> **Aim**
Reproduce everything from the line containing "Target: yellow-brown shell" down to the end of the rows below, shifting every coordinate in the answers up by 139. Leave the requests and all other lines unchanged.

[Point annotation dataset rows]
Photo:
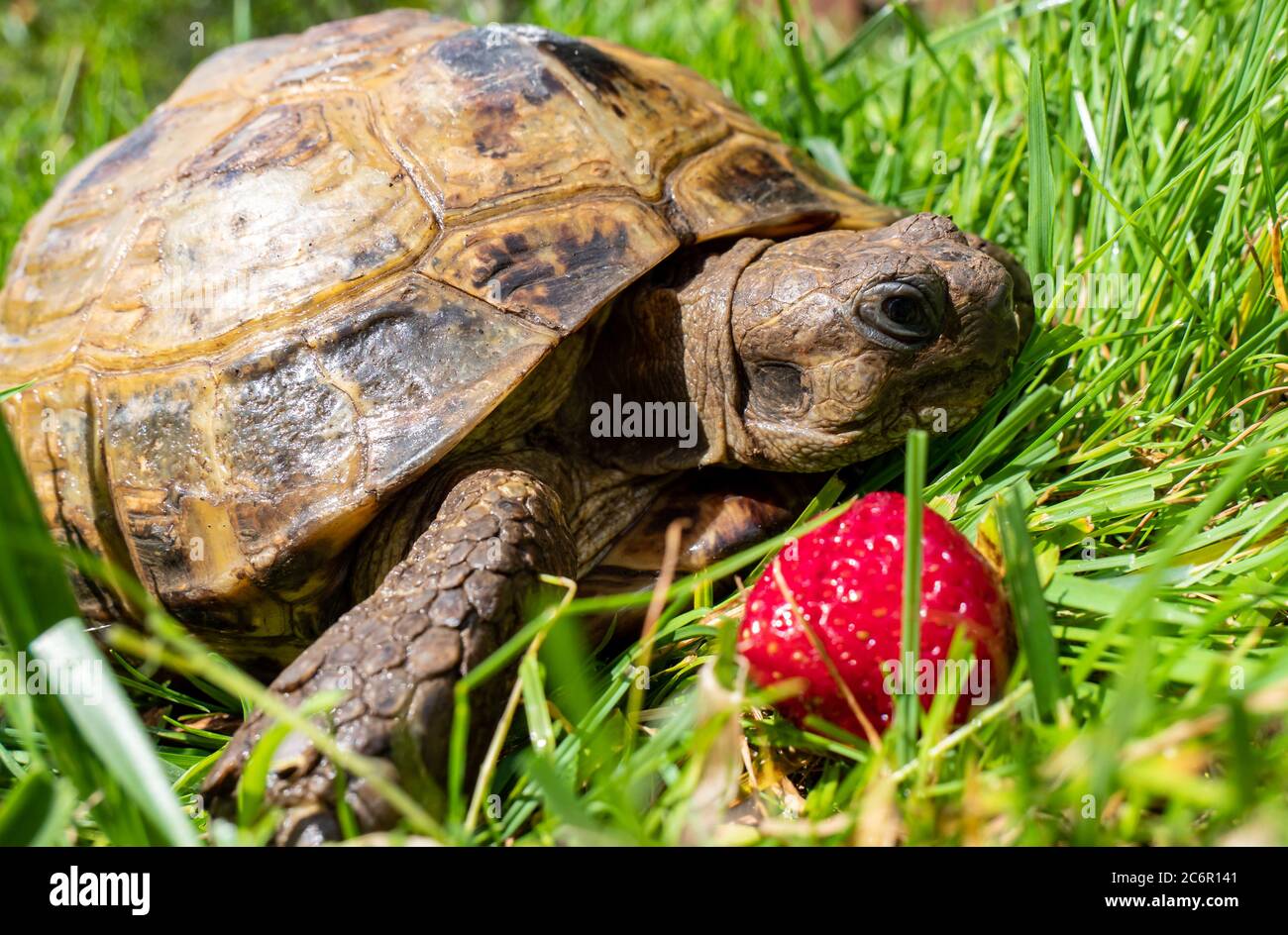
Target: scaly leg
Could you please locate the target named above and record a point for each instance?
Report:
(456, 596)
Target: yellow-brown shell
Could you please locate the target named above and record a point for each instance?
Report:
(213, 312)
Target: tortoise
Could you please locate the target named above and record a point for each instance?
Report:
(320, 352)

> **Solution to this task**
Target: yellow-brown shell
Could you please locate the target named above and record a point for each instance?
Report:
(352, 451)
Target: tortoise
Could you please locate the target named above and record a point for each instance?
Report:
(459, 491)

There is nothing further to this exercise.